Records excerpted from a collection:
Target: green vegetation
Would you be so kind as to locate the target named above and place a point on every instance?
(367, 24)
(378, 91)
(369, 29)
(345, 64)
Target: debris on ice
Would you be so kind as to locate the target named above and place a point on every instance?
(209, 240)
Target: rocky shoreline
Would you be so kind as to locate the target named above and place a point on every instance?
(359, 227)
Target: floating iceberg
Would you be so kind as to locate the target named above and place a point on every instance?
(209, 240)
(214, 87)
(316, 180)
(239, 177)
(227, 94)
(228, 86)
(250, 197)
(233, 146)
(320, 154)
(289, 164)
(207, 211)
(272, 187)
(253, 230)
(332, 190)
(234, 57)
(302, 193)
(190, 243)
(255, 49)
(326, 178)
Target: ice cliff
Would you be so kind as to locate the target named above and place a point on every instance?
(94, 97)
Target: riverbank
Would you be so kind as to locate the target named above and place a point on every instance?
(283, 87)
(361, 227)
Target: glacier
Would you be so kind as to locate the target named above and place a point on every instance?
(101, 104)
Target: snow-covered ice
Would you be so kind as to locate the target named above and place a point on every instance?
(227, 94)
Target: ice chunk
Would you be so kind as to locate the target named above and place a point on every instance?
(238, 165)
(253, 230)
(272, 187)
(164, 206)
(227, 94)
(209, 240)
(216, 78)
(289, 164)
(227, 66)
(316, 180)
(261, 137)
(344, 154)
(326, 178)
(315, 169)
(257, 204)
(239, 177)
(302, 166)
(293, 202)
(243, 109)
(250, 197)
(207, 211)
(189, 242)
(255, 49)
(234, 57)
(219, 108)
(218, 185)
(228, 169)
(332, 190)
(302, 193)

TO BE DONE: Replace "place a point" with "put a mark" everywhere in the material above, and give it again with nothing else changed.

EXERCISE OUTPUT:
Target: green vegetation
Would you be so kind as to locate the target named above and put a mark on every instance?
(367, 24)
(378, 91)
(369, 29)
(345, 64)
Target: debris on ice
Would you be so kind as to locate the target named above and put a mark on every instance?
(209, 240)
Target: rocky shoreline
Would you be so kind as to locate the target named above and put a mark on every instance?
(359, 227)
Target: floating iceberg
Would you be so kind as to locate the target named above and put a mark on every instance?
(209, 240)
(214, 87)
(316, 180)
(239, 177)
(227, 94)
(228, 86)
(250, 197)
(233, 146)
(320, 154)
(289, 164)
(207, 211)
(272, 187)
(253, 230)
(332, 190)
(234, 57)
(302, 193)
(190, 243)
(255, 49)
(326, 178)
Target: ice cliff
Would you be so kind as to locate the target named above and put a mark on every instance?
(94, 97)
Target: riverbank
Would you be so kind as to locate the target named above and put a mark on every instance?
(283, 87)
(361, 227)
Target: glacier
Would you be so kind as to locate the target named above and put a mark on every instance?
(101, 104)
Target: snow-covered ice
Would you be so kind as to locate the target named above and put a mark on every instance?
(227, 94)
Target: ice chunk
Would you be so kind as to locate the target named above and put a mark on every instance?
(238, 165)
(253, 230)
(272, 187)
(164, 206)
(227, 94)
(209, 240)
(216, 78)
(289, 164)
(227, 66)
(316, 180)
(261, 137)
(344, 154)
(326, 178)
(315, 169)
(257, 204)
(239, 177)
(302, 166)
(293, 202)
(243, 109)
(250, 197)
(207, 211)
(189, 242)
(255, 49)
(234, 57)
(219, 108)
(218, 185)
(228, 169)
(332, 190)
(302, 193)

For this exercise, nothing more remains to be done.